• [Complete the following]:
1. Decide whether each statement, (a) through (c), agrees with the passage on knowledge-based systems, and answer yes or no, quoting the words from the passage that settle it.
(a) The first knowledge-based systems were built on rules.
(b) Case-based reasoning began drawing growing attention in the 1960s.
(c) Knowledge acquisition is described as the key problem of rule-based reasoning systems.
2. Carry on the passage on case-based reasoning, starting after its final sentence.
═════ Provided passage
Keywords

1 Introduction

An important stage in building knowledge-based systems (KBS) is the choice of knowledge representation model for creating knowledge base. The first KBS appeared in 1970-s were based on rules. When implementing rule-based KBS, developers faced many challenges. The major one is the problem of knowledge elicitation and formulating it in the form of a set of rules. Most often, the experts intuitively make decisions based on their vast experience, without hesitation, what rules they apply in this or that case. Partitioning a specific behavior of an expert into separate building blocks such as rules is a very complicated problem requiring high skilled specialists. Thus, acquisition of knowledge is the key problem of rule-based reasoning (RBR) systems.

However, since 1980s an alternative reasoning paradigm has increasingly attracted more and more attention. Case-based reasoning (CBR) solves new problems by adapting previously successful solutions to similar problems, just as a human does it. The paper [1] of Shank is widely cited to be the origins of CBR. In this work it has been proposed to generalize knowledge about previous situations and store them in the form of scripts that can be used to make conclusions under similar conditions. Later Shank continued to explore the role that dynamic memory about previous situations (cases), represented as a knowledge container, plays both in the process of decision making and in the process of learning [2]. The model of dynamic memory became a basis for the creation of a number of other systems: MEDIATOR [3], CHEF [4], PERSUADER [5], CASEY [6] and JULIA [7].
══════════
═════ Raw records
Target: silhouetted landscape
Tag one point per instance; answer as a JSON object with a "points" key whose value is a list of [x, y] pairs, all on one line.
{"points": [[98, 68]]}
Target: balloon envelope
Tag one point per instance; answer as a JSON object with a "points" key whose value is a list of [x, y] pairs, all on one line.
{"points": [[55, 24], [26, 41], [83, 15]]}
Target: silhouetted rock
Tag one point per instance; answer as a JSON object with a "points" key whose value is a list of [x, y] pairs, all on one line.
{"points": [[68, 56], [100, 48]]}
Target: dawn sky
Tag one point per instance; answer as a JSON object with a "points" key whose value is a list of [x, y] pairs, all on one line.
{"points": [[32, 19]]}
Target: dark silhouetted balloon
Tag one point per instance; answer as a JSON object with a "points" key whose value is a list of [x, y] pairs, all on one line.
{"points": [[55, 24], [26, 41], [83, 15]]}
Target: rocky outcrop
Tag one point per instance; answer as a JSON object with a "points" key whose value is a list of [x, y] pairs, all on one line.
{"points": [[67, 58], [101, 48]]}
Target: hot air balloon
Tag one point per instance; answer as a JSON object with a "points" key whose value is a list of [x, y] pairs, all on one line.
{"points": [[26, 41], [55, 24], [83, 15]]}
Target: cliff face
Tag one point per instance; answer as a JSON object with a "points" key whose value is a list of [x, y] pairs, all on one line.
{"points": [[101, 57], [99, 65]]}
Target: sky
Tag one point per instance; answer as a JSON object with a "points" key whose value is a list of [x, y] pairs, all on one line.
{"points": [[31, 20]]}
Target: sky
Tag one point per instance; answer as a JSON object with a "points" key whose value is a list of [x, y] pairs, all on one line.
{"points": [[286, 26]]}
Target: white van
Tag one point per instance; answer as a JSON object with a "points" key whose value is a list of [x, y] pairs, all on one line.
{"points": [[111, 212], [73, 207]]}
══════════
• [Solved problems]:
1.
(a) Yes: "The first KBS appeared in 1970-s were based on rules."
(b) No: "since 1980s an alternative reasoning paradigm has increasingly attracted more and more attention."
(c) Yes: "acquisition of knowledge is the key problem of rule-based reasoning (RBR) systems."

2.
CBR allowed to overcome a number of restrictions inherent to the rule-based systems [8]. The acquisition of knowledge in CBR is reduced to identification of essential features and accumulation of decision making stories (cases) described by the features, that is much easier task than building an explicit knowledge model of the application domain. There are different ways of presenting and storing cases – from simple (linear) to complex hierarchical ones.

At the same time there are two essential shortcomings of traditional CBR. The first one is that description of the cases does not usually take into account the deeper knowledge of the application domain. The second one reveals itself when the number of cases accumulated in the knowledge base becomes great. The large case base results in reduced system performance. Very often the search dictionaries and algorithms for determining similarity are needed to debug manually. These shortcomings could neutralize the benefits of case-based approach.

In order to overcome these disadvantages CBR has been widely integrated with other methods in various application domains [9, 10]. Some systems (ADIOP, CADRE, CADSYN, CHARADE, COMPOSER, IDIOM, JULIA) integrated CBR with constraint satisfaction problem (CSP). Some systems (ANAPRON, AUGUSTE, CAMPER, CABARET, GREBE, GYMEL and SAXEX) combined CBR with RBR. It is worth to note that the first prototype of the system, integrating CBR with RBR was CABARET [11]. In [12] it is proposed possible connection of CBR with RBR and its application to the financial domain implemented in the MARS prototype system.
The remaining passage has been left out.